▶ [Extrait source]:
----

Cette digestion a abouti sur le plan intellectuel à laisser une large place dans les analyses publiques à ce courant de pensée que l’on doit qualifier de « post-moderne ». Par ce terme, on entend ces théories intellectuelles qui se proposent de rendre intelligible les rapports sociaux à l’échelle de l’individu et de son vécu, immédiat ou imaginaire, exprimé à travers des « discours ».
En raison de l’existence de structures de pouvoir qui se pensent utiles au gouvernement des populations, la société constituerait un champ de confrontation de ces discours, les uns dominants, les autres dominés, de manière complexe et « intersectionnelle », ce qui générerait des oppressions au détriment de certains individus.
Il n’est plus alors question de lutte des classes et même de révolution, mais d’émanciper les individus des oppressions qu’ils subissent d’une part et de « gestion » des conflits d’autre part. On ne parle plus de Socialisme mais de « justice sociale ».
Cela accompagne le démantèlement par le capitalisme français de toutes les structures antagoniques relevant du communisme, leur isolement, leur destruction culturelle et idéologique.
L’affirmation de la vision du monde post-moderne
Très intellectuel dans les années 1960-1970, le courant de pensée post-moderne se diffuse plus largement dans les années 1980 dans les médias et dans les structures liés à l’université et l’éducation. Il profite alors largement de la lessiveuse de la pensée « anti-totalitaire » des années 1970, qui s’appuie largement sur la découverte littéraire des « dissidents » de l’Union soviétique de cette époque, comme Milan Kundera ou Alexandre Soljenitsyne.
Puis ce courant fini par gagner les organisations politiques dont les cadres sont progressivement formés dans cette perspective. Après l’épisode de ce que l’on appelé les « nouveaux philosophes » et sur le plan politique la « seconde gauche », la figure du sociologue s’impose dans les représentations culturelles françaises comme la figure par excellence de l’intellectuel à la place de l’écrivain.
C’est à ce moment-là qu’un bourgeois comme Pierre Bourdieu est monté au pinacle de la « contestation », aux côtés du Monde diplomatique et de son prolongement ATTAC, etc. Ce sont les années 1990 et « l’altermondialisme ».

----

▶ [Données fournies]:
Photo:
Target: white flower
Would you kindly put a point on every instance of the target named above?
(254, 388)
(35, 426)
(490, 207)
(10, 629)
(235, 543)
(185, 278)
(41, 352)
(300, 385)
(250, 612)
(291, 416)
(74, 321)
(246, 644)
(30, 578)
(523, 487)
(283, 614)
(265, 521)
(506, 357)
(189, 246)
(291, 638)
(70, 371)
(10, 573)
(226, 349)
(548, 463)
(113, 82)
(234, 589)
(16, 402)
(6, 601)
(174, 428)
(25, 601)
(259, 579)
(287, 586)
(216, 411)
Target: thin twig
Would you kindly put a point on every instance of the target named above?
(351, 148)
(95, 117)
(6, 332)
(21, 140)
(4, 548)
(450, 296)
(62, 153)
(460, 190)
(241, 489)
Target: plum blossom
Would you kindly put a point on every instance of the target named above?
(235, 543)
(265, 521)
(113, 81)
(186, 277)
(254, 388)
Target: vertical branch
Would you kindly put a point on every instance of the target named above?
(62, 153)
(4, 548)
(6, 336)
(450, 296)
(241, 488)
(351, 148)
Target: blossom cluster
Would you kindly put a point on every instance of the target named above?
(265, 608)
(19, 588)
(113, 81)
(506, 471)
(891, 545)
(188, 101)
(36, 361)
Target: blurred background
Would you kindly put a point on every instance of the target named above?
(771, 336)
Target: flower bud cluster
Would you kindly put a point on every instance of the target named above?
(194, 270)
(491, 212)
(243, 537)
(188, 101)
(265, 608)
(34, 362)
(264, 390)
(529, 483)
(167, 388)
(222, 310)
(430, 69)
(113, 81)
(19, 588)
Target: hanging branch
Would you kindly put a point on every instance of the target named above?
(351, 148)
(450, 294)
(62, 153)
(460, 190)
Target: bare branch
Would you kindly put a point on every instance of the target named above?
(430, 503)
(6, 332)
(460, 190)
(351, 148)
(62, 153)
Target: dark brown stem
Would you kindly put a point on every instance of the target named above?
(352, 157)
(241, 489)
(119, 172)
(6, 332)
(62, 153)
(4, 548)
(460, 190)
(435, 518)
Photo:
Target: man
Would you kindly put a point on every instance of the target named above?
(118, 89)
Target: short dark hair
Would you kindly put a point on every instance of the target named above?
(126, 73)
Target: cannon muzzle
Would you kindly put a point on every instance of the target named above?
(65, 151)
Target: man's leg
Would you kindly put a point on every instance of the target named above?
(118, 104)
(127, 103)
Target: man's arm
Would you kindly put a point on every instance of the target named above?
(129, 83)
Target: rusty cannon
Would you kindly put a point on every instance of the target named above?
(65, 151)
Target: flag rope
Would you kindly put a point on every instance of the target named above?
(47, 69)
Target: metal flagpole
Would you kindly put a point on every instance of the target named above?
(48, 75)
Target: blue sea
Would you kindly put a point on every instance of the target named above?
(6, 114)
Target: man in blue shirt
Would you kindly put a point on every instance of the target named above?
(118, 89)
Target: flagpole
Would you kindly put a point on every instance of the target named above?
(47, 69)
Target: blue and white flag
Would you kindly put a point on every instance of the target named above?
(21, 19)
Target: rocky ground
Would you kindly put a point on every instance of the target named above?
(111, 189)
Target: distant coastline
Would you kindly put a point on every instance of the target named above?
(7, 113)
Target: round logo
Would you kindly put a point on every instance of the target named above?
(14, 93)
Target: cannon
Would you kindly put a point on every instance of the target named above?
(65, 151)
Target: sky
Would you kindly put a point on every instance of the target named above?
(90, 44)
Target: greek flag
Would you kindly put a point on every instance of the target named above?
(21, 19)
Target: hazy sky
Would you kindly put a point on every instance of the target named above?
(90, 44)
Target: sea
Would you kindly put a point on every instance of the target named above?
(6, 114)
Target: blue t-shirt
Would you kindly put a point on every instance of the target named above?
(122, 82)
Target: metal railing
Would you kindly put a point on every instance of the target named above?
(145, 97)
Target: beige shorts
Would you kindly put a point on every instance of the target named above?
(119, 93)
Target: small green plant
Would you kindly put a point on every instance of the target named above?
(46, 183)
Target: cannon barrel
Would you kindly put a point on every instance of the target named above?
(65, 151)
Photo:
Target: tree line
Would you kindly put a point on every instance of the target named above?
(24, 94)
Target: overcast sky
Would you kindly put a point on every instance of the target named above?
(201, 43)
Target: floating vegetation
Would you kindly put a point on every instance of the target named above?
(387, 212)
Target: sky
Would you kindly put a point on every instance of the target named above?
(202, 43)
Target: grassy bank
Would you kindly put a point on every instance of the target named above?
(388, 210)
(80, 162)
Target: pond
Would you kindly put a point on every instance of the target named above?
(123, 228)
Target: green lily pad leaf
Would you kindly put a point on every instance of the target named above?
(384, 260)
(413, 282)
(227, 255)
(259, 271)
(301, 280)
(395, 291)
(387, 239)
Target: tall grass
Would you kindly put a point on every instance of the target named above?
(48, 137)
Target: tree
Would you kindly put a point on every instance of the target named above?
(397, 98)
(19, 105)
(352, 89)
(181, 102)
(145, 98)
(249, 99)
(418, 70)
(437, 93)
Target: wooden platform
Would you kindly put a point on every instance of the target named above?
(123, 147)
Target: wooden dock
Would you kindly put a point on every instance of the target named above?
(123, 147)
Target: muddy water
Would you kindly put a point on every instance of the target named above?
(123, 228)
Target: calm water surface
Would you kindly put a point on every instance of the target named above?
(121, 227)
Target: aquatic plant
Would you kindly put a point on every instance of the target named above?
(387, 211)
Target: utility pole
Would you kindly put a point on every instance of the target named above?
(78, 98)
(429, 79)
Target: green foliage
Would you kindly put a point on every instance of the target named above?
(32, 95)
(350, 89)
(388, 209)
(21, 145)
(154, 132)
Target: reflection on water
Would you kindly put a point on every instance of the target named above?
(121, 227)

----

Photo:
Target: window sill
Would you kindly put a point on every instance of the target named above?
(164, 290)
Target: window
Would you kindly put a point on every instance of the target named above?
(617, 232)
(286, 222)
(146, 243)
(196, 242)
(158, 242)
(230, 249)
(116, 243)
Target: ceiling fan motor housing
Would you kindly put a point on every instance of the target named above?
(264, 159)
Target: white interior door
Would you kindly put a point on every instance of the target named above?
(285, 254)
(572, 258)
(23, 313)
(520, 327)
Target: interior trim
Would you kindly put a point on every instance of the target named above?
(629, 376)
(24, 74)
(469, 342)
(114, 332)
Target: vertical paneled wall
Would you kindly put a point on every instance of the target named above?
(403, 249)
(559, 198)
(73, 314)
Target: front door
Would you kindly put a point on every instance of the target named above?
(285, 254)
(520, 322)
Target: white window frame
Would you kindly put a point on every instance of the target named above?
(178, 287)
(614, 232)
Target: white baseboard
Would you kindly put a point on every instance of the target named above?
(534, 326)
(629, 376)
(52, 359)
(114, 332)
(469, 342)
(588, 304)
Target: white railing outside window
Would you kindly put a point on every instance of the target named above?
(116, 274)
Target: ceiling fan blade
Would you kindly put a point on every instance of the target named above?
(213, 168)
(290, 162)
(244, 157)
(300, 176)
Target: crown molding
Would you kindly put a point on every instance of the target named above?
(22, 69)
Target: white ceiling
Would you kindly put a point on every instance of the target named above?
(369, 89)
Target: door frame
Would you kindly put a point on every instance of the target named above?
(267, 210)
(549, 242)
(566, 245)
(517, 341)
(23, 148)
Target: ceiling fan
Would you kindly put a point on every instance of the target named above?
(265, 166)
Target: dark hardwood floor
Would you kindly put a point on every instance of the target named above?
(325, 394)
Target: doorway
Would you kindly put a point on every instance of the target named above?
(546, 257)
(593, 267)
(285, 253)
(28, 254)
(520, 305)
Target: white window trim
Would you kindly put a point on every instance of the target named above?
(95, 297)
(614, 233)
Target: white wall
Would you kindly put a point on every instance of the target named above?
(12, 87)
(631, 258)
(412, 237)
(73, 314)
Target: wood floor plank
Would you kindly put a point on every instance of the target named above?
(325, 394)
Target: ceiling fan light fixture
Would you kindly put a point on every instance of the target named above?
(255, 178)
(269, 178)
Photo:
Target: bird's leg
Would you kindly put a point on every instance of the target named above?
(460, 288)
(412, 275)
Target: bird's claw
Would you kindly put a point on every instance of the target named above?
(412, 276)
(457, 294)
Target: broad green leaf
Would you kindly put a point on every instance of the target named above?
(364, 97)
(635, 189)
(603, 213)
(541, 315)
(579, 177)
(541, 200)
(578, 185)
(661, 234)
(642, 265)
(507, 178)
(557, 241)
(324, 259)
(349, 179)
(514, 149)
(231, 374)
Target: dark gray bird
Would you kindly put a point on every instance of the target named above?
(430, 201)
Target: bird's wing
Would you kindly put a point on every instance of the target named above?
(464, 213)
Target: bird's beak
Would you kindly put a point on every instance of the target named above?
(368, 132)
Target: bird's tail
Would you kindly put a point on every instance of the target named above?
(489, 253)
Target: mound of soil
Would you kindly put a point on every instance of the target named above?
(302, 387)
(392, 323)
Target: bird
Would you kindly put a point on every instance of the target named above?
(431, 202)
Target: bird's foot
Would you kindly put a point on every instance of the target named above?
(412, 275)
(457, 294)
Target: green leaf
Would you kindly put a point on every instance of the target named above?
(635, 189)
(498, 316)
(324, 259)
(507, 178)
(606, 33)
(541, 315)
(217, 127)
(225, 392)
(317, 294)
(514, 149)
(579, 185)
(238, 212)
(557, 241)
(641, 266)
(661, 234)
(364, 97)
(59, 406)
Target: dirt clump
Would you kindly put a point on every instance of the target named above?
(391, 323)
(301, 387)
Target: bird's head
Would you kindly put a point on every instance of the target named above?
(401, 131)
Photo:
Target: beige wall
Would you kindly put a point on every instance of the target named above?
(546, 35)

----

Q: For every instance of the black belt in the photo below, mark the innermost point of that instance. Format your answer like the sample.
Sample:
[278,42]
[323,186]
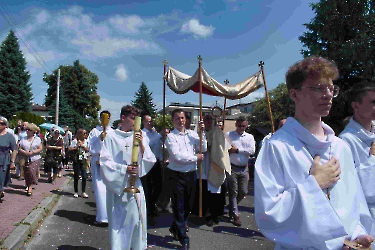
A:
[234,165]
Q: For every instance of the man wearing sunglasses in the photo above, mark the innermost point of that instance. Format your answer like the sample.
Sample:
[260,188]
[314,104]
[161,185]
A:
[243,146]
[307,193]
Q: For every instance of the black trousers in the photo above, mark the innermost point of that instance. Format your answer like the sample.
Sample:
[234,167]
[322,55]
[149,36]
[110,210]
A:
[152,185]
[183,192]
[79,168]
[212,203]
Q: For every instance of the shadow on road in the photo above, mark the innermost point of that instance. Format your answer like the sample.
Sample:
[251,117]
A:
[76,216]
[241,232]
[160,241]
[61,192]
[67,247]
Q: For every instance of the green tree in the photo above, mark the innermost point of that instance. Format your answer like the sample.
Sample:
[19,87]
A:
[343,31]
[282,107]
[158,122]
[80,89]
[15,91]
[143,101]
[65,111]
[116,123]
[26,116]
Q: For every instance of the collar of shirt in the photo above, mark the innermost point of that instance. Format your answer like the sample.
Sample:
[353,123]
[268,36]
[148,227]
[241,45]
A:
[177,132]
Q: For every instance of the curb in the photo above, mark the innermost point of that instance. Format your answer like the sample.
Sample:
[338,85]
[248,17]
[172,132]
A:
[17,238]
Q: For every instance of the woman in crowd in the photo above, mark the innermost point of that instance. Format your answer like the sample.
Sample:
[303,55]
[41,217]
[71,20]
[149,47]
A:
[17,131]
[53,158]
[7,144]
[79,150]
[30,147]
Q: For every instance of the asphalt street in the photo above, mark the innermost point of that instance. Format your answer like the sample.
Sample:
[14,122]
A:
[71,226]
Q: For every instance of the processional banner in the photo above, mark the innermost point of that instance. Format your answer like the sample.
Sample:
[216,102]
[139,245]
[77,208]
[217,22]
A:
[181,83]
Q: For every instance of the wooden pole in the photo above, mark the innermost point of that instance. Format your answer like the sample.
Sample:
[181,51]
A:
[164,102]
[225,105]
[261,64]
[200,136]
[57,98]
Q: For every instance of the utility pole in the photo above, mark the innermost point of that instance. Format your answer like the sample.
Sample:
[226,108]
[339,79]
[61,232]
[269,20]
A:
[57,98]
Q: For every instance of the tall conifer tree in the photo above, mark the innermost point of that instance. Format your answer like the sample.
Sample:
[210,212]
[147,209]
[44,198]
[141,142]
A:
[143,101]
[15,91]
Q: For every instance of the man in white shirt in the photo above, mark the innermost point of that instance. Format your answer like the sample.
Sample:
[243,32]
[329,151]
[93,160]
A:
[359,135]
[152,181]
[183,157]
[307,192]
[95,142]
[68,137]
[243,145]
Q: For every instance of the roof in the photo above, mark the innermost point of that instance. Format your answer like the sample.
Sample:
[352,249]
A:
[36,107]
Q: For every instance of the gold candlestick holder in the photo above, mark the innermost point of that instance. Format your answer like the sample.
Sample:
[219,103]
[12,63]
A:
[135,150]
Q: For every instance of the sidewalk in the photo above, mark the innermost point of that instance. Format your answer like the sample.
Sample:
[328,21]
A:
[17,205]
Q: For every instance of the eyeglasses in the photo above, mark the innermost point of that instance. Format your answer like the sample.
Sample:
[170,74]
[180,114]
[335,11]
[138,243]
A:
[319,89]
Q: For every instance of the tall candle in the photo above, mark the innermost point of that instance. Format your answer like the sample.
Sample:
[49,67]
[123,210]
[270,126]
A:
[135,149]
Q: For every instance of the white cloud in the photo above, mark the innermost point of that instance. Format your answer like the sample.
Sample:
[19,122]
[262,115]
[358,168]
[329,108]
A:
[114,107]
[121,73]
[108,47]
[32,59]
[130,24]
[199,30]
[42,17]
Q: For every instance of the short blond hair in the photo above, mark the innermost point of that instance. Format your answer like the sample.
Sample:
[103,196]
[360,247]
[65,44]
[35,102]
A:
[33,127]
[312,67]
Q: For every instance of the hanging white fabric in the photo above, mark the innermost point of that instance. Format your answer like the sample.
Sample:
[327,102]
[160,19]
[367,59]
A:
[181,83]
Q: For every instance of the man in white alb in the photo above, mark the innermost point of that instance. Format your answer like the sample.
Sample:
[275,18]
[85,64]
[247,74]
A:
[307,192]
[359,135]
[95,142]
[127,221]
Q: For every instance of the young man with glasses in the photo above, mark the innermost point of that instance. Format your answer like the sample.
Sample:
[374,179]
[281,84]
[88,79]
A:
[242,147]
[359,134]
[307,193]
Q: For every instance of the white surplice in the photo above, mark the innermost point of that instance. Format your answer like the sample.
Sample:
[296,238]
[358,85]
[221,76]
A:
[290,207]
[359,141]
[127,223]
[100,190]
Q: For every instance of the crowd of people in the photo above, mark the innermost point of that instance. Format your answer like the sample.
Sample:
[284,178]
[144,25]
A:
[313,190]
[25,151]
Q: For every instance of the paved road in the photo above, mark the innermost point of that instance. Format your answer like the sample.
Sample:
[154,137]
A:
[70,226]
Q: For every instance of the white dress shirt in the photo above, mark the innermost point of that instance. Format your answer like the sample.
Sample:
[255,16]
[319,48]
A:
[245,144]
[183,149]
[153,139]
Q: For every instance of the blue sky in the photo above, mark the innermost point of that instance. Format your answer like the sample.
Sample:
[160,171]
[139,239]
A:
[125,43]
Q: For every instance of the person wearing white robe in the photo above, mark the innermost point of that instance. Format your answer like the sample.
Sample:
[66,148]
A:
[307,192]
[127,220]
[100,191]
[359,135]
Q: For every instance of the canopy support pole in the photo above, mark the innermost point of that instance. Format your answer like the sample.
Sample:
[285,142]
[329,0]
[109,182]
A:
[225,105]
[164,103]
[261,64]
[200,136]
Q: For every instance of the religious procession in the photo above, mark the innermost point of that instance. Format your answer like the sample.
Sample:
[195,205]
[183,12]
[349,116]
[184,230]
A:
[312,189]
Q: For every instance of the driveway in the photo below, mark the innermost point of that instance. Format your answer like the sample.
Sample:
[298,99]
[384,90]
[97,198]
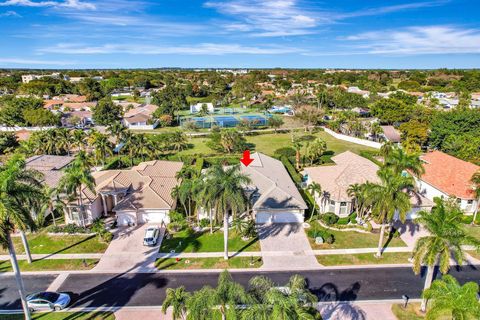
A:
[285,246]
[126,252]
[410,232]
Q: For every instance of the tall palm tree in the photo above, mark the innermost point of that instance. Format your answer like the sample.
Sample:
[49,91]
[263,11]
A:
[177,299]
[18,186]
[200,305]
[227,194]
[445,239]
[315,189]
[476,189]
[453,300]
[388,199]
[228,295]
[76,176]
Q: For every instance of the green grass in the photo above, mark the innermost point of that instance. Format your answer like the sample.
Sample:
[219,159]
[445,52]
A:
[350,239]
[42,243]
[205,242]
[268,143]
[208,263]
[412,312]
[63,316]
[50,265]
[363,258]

----

▶ [Consignes]:
1) Recopiez le passage de l’extrait sur la pensée post-moderne qui va de « Il n’est plus » à « culturelle et idéologique. ».
2) Poursuivez l’extrait sur la pensée post-moderne en reprenant juste après sa dernière phrase.

▶ [Réponses]:
1)
Il n’est plus alors question de lutte des classes et même de révolution, mais d’émanciper les individus des oppressions qu’ils subissent d’une part et de « gestion » des conflits d’autre part. On ne parle plus de Socialisme mais de « justice sociale ».
Cela accompagne le démantèlement par le capitalisme français de toutes les structures antagoniques relevant du communisme, leur isolement, leur destruction culturelle et idéologique.

2)
Durant cette décennie, la question des classes populaire prend chez ces gens la forme de celle de la banlieue et de l’immigration, que sociologues et démographes ne cessent de scruter. Bien entendu, tous ne sont pas à l’unisson, mais il y a une véritable dynamique de fond. Depuis les émeutes de Vénissieux (dans le quartier des Minguettes en 1981) dans la banlieue de Lyon et la Marche pour l’égalité (dite « Marche des Beurs », en 1983), les post-modernes ont fait de la banlieue et de l’immigration deux termes symétriques qu’ils analysent comme un « phénomène », selon leurs catégories.
La « découverte » des cités et des « quartiers » dans les années 1990
La vie populaire dans les quartiers « sensibles » des grandes métropoles capitalistes retient grandement l’attention de la société française d’alors, ouvrant un champ sans précédent à l’expression de celle-ci sur le plan culturel.
C’est l’époque où le hip hop décolle en France comme moyen d’expression de ces secteurs des couches populaires françaises, avec tout un style, toute une culture qui marque l’ensemble de la jeunesse de cette génération bien au-delà des celles banlieues et des immigrés ou de leurs descendants. Ainsi, le phénomène des tagueurs a connu dès le départ une nette participation de petits-bourgeois, voire même de bourgeois.
Cependant, avec une certaine justesse, la question des banlieues et de l’immigration a alors été comprise comme une contradiction du capitalisme français et la jeunesse de ces quartiers est allé dans la direction de multiplier de formes relevant de petits soulèvements, à Paris, à Marseille, à Toulouse, partout ensuite.
La nécessité de développer les consciences se fit jour. Sur ce plan, le rap a joué un rôle central, exprimant de manière parfois brutale et vulgaire, mais le plus souvent authentiquement, les contradictions au sein des masses de ces secteurs populaires : la vie morose, la pression permanente des flics et en particulier ceux des organes de répression policier comme la BAC, le vide affectif, l’absence de perspective, les drogues et les trafics, etc…
Les cités et les « quartiers » comme question sociale : 2005
Les sujets s’inspiraient alors très majoritairement de la vie quotidienne et bien peu des questions que l’on appelle « identitaires ». Il n’échappait à personne bien sûr que la questions des migrations était ici centrale, mais cela s’insérait dans une mise en perspective plus globale. Pour preuve, on a deux films emblématiques : La haine de Mathieu Kassowitz en 1995 et Ma 6-T va crack-er de Jean-François Richet en 1997.
Ce dernier était d’ultra-gauche, avant une carrière hollywoodienne, et ainsi le Virgin Megastore des Champs-Élysées était tapissé d’étoile rouges entourées chacune d’une roue dentée et d’un épi de blé. La Bande Originale du film devint un grand classique de par le choix très approfondi de chansons à portée sociale-révolutionnaire, dans une ambiance à la fois très sombre et très antagonique.
La chanson Les flammes du mal, de Passi, reflètent au mieux cette perspective où « c’est certain les plombs vont sauter ma cité va craquer : « Le sang et le feu sont réclamés par la foule / Sur le bitume l’engrenage se déroule / Foutre le dawa, niquer la rhala / Les flammes de l’enfer vu que le paradis n’est pas ».
L’embrasement tant attendu se produira en octobre-novembre 2005, partant de Clichy-sous-Bois pour s’étendre à toute la France. Il y aura pratiquement 10 000 voitures incendiées, 233 bâtiments publics dégradés, l’ensemble des dégâts s’élevant à 250 millions d’euros à peu près.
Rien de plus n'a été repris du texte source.